Task directions: Set each line of the data down exactly, please.

Input material:
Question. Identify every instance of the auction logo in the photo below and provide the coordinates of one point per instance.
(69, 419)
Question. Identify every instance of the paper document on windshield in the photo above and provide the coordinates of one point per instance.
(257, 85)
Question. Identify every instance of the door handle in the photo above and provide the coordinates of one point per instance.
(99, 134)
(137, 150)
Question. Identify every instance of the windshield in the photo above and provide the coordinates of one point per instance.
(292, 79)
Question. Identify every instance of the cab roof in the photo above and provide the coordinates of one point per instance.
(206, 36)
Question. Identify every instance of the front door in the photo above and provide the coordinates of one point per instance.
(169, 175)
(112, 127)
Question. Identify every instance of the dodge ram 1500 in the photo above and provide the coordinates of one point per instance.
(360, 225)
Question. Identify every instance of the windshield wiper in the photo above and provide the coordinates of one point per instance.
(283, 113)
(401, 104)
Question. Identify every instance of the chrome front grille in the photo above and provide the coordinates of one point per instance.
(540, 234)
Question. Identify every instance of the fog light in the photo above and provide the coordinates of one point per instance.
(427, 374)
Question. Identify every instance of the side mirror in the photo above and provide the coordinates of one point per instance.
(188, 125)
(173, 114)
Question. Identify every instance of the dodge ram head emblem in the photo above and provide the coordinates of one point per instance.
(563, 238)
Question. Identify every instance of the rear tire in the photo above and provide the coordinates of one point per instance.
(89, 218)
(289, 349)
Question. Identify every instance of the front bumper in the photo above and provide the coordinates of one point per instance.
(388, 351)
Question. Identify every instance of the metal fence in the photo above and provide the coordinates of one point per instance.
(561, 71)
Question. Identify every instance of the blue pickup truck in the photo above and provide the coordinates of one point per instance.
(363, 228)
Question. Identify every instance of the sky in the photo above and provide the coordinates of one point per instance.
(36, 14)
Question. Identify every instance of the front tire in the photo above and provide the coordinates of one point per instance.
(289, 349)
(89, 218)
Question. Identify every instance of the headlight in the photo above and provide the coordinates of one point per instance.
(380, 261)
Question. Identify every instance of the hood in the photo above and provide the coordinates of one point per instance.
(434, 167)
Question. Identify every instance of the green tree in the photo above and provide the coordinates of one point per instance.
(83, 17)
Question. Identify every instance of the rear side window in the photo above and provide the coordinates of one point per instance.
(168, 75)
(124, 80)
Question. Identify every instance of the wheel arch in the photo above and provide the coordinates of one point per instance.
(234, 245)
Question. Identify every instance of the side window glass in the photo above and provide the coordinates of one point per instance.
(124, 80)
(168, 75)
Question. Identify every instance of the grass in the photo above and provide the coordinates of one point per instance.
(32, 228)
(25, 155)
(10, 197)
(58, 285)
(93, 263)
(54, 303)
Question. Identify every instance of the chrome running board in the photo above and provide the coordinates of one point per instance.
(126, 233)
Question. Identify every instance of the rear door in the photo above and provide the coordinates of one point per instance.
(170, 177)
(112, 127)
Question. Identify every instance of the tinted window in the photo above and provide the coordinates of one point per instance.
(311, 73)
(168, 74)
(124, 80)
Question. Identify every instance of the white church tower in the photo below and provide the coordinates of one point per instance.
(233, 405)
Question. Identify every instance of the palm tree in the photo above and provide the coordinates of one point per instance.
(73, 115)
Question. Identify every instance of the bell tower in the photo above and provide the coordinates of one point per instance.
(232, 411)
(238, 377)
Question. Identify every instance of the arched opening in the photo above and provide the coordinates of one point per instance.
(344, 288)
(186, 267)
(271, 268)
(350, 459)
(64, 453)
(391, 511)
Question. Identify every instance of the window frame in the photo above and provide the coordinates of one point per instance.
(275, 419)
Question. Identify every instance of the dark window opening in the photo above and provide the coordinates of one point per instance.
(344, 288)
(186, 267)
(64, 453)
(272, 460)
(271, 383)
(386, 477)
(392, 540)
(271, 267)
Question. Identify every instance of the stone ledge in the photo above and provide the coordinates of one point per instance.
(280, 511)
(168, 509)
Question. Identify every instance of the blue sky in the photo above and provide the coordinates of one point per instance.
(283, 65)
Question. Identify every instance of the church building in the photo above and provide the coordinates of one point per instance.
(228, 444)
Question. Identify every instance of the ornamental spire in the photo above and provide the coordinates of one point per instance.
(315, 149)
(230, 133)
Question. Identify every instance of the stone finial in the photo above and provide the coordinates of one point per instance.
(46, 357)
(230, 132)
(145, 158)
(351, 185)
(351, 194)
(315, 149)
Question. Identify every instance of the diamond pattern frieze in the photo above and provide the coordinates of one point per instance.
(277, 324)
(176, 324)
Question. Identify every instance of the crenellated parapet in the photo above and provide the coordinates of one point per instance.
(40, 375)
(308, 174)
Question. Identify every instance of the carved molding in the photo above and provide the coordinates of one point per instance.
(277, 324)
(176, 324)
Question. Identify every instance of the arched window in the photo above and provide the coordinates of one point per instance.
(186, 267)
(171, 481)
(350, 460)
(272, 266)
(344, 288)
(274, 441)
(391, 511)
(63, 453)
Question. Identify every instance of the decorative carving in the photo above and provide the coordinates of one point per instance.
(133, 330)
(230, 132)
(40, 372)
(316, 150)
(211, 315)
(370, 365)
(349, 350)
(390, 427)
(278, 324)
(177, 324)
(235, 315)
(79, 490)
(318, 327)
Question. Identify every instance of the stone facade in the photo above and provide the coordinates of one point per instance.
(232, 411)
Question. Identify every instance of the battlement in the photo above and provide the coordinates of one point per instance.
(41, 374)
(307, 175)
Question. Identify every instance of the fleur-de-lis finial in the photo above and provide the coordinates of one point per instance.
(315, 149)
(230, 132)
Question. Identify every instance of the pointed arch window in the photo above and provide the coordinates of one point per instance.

Response to this exercise:
Question. Identify every instance of the auction logo in the photo below and provide the coordinates of one point per instance.
(69, 419)
Question. Identify every instance of the paper document on windshield in the photo above and provide the coordinates of one point per instance.
(257, 85)
Question. Identify every instance of the door handle in the photo above and provide the coordinates of one point per instance.
(99, 134)
(137, 150)
Question. Identify every instance of the windshield in the photo above and provide the coordinates of one point per instance.
(292, 79)
Question. Identify every instance of the cab roof in the photo above and provide the coordinates of one point per instance.
(206, 36)
Question. Identify every instance of the front door in the photo above and provide the coordinates of one point per instance.
(169, 175)
(112, 127)
Question. Identify every instance of the dodge ram 1500 in the photo above and provide the coordinates of one point per instance.
(360, 225)
Question. Identify every instance of the windshield wiper in the photo above and provide the coordinates of one point per instance.
(283, 113)
(401, 104)
Question. Identify every instance of the chrome front grille in the photo above and provide the coordinates of one point per instance.
(540, 234)
Question. Identify every instance of the fog light in the photo above and provide the coordinates of one point per instance.
(427, 374)
Question. Identify every instance of the side mirror in the photo above and provide the coordinates of one point per instance.
(188, 125)
(173, 114)
Question. Identify every instance of the dodge ram head emblem in the photo above and provide the coordinates of one point per instance.
(563, 238)
Question. Identify every instance of the rear tire in the photo above and provide the coordinates of one point per instance.
(89, 218)
(289, 349)
Question. Identify every instance of the front bumper in the photo above and provide the coordinates of one point per instance.
(388, 351)
Question. Identify every instance of the metal fence in the photo above and provide the coordinates of one point per instance.
(561, 71)
Question. Identify every instance of the blue pickup truck in the photo above and provide the coordinates of one point per instance.
(363, 228)
Question. Identify every instance of the sky in the photo above and provide the coordinates of one point per instance.
(36, 14)
Question. Identify every instance of the front tire in the photo above and provide the coordinates of one point per instance.
(289, 349)
(89, 218)
Question. Identify every instance of the headlight in the photo above and provide the coordinates of one point per instance.
(380, 261)
Question. Identify every instance of the hood in the photo above and provide the coordinates of one point per instance.
(434, 167)
Question. Identify every instance of the green tree in the photo above and provide the coordinates of one point per instance.
(83, 17)
Question. Identify every instance of the rear side window in the photo above and provide the coordinates of one point per instance.
(168, 75)
(124, 80)
Question. Identify every instance of the wheel arch in the photo above and provide the coordinates of one point per instance.
(234, 245)
Question. Identify every instance of the side window glass in the photo above and provide the coordinates of one point per instance.
(124, 80)
(168, 75)
Question. Identify every instance of the grass in the photo above and provide the coordinates of one point per instance.
(32, 228)
(25, 155)
(10, 197)
(58, 285)
(93, 263)
(54, 303)
Question. Identify every instance of the chrome running board in the photo above and provide the coordinates of one point per instance.
(126, 233)
Question. Identify every instance of the rear door in the photo above and provide the coordinates of one point per instance.
(170, 177)
(112, 127)
Question. Identify every instance of the tinted window in the photo above and provide the coordinates of one point per instance.
(311, 73)
(168, 74)
(124, 80)
Question. Identify every instance of the white church tower in the photo below and provide the coordinates of one point per instance.
(233, 405)
Question. Identify every instance of the palm tree in the photo above and provide the coordinates of one point per instance.
(73, 115)
Question. Identify every instance of the bell tower in the photo above and provide the coordinates of one point per instance.
(232, 411)
(238, 377)
Question. Identify every instance of the arched opening in the photo above and provide the coordinates of one point per instance.
(344, 288)
(186, 267)
(271, 268)
(350, 459)
(64, 453)
(391, 511)
Question. Identify every instance of the window frame in the photo above and provide the coordinates of one point per instance.
(275, 419)
Question. Identify every instance of the dark window opening in the photo above and provide the coordinates of one point per instance.
(344, 288)
(186, 267)
(64, 453)
(272, 460)
(271, 383)
(386, 477)
(392, 540)
(271, 267)
Question. Identify every instance of the stone ledge in the photo above and provide the coordinates of one point per instance.
(280, 511)
(168, 509)
Question. Identify every instance of the blue sky in the photo above and provide the coordinates of one point per instance.
(283, 65)
Question. Identify every instance of the church building in the photo above and provide the coordinates of one point per instance.
(228, 444)
Question. Identify every instance of the ornamental spire in the photo above and provide the coordinates of one point per instance.
(315, 149)
(230, 133)
Question. Identify every instance of the stone finial in the photo above and provide the coordinates of one point per instance.
(46, 357)
(230, 132)
(145, 158)
(351, 185)
(351, 194)
(315, 149)
Question. Identify every instance of the diamond pattern frieze in the photo above and provide the coordinates of one point per instance.
(277, 324)
(176, 324)
Question. Identify every instance of the crenellated parapet in the photo above and provide the coordinates of one point per instance.
(40, 375)
(308, 174)
Question. Identify every instance of the carved molding in the photo above and provide the coordinates of one point per instance.
(277, 324)
(176, 324)
Question. Identify every instance of the arched window in the photo above and provide the coordinates of one point per instance.
(186, 267)
(171, 481)
(350, 460)
(272, 266)
(344, 288)
(274, 441)
(391, 511)
(63, 453)
Question. Identify every instance of the decorative carving in the photo above and provide the coordinates of one point per instance.
(133, 330)
(230, 132)
(40, 372)
(316, 150)
(211, 315)
(370, 365)
(349, 350)
(390, 427)
(278, 324)
(177, 324)
(235, 315)
(79, 490)
(318, 327)
Question. Identify every instance of the stone facade in the photo above and provide the coordinates of one point per instance.
(232, 411)
Question. Identify every instance of the battlement in the photo above and provide the coordinates of one point per instance.
(41, 374)
(307, 175)
Question. Identify every instance of the fleur-de-lis finial in the photo above and provide the coordinates of one point per instance.
(315, 149)
(230, 132)
Question. Identify every instance of the pointed arch window in the photo above and provide the coordinates of one point per instance.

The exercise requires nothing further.